[start of Supplied material]

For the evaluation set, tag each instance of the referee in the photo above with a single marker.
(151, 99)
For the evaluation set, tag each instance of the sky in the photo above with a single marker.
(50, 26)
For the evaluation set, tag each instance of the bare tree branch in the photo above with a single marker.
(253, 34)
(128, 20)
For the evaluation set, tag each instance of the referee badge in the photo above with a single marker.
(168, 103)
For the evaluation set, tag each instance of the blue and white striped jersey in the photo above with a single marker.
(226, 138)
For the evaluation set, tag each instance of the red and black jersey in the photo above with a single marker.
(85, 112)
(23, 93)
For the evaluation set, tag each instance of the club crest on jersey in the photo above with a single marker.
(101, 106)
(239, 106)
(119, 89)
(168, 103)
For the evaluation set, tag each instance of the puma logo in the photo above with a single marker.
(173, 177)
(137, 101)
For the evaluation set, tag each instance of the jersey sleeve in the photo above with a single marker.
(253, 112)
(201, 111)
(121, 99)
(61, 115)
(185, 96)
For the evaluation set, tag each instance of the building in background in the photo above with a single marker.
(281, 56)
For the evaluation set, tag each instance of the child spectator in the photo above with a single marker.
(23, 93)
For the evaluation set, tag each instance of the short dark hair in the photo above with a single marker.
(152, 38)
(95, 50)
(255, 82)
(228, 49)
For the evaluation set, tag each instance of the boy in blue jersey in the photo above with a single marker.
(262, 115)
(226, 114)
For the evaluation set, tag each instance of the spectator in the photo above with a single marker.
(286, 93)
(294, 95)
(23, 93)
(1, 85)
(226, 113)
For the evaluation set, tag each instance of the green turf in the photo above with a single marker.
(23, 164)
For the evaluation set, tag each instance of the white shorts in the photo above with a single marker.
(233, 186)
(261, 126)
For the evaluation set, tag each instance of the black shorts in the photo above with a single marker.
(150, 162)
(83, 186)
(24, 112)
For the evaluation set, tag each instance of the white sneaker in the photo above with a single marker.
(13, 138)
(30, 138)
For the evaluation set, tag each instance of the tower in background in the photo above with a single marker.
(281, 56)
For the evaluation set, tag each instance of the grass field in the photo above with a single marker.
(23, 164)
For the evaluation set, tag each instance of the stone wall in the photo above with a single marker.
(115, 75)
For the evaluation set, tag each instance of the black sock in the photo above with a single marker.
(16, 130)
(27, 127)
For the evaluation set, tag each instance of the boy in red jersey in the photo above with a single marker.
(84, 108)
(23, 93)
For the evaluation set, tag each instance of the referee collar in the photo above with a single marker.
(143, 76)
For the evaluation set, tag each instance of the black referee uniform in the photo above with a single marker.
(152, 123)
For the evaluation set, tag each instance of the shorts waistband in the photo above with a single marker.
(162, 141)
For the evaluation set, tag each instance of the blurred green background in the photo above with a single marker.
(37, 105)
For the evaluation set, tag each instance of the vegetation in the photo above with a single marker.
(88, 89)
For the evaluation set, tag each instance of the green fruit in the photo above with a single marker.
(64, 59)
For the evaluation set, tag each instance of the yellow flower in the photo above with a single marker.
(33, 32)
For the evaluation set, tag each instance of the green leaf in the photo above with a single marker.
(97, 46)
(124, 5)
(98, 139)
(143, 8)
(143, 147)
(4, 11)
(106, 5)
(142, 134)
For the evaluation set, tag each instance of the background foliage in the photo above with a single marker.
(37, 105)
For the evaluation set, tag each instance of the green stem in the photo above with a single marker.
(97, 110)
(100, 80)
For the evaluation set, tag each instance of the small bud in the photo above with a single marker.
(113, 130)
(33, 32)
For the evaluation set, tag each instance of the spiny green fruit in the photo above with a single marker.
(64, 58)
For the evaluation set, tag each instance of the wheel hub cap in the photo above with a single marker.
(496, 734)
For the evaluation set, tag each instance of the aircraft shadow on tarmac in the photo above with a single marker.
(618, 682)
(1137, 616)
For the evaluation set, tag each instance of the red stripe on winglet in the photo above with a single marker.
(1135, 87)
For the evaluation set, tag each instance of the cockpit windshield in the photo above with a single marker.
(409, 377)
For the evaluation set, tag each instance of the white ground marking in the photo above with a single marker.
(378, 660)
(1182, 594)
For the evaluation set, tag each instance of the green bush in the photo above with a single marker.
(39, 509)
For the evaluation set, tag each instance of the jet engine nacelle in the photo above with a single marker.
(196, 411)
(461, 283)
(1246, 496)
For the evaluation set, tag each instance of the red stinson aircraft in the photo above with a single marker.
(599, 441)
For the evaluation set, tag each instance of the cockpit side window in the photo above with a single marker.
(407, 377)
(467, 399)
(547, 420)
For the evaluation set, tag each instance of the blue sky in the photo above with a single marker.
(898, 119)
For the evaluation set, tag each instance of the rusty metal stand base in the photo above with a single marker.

[end of Supplied material]

Quote exactly the line containing "For the evaluation set, tag each instance of the yellow" and every later line through the end of the listing, and no other lines.

For the evaluation set, tag each instance of the yellow flower in the photo above with a single marker.
(33, 32)
For the evaluation set, tag each instance of the green leaf in the photo above with a single marker.
(97, 46)
(124, 5)
(98, 139)
(143, 8)
(143, 147)
(4, 11)
(106, 5)
(142, 134)
For the evaluation set, tag each instance of the background foliage in the photo above with a single marker.
(37, 105)
For the evaluation set, tag each instance of the green stem in the photo above with a single marker.
(97, 110)
(100, 80)
For the evaluation set, tag each instance of the small bud in the photo above with a single marker.
(113, 130)
(33, 32)
For the evaluation set, tag each instance of the spiny green fruit in the photo above with a single marker.
(64, 58)
For the evaluation set, tag each instance of the wheel hub cap in the photo above with a single marker.
(496, 734)
For the evaluation set, tag each instance of the aircraft shadow on tarmac in the photo above with a single marker.
(618, 682)
(1137, 616)
For the evaluation set, tag each instance of the red stripe on winglet in the photo above with a single marker.
(1135, 87)
For the evaluation set, tag each instance of the cockpit windshield in the photo above with a single marker.
(409, 377)
For the evaluation set, tag each instance of the white ground marking in the photo above with a single marker.
(378, 660)
(1182, 594)
For the evaluation set, tag each instance of the green bush in the photo above with a single marker.
(39, 509)
For the evaluation set, tag each instance of the jet engine nacelle in the photo above with a single marker.
(196, 411)
(461, 283)
(1246, 496)
For the evaluation set, tag each instance of the red stinson aircraft in the photo above with a single marker.
(599, 441)
For the evaluation set, tag each instance of the cockpit side window in the photo above with a single marker.
(407, 377)
(467, 399)
(547, 420)
For the evaluation set, tag each instance of the blue sky in the photo above with a single marker.
(898, 119)
For the evaluation set, tag each instance of the rusty metal stand base in the photo above with a single marker.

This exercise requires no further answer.